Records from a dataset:
--------------------

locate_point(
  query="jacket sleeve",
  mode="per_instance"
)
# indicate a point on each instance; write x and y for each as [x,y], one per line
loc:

--------------------

*Directive*
Please swap "locate_point" for "find_point" throughout the items above and leave every other part of them as it is.

*Answer for this exercise*
find_point(
  query="jacket sleeve",
  mode="per_instance"
)
# indicate a point on each instance; write x and y for each as [x,y], one per line
loc:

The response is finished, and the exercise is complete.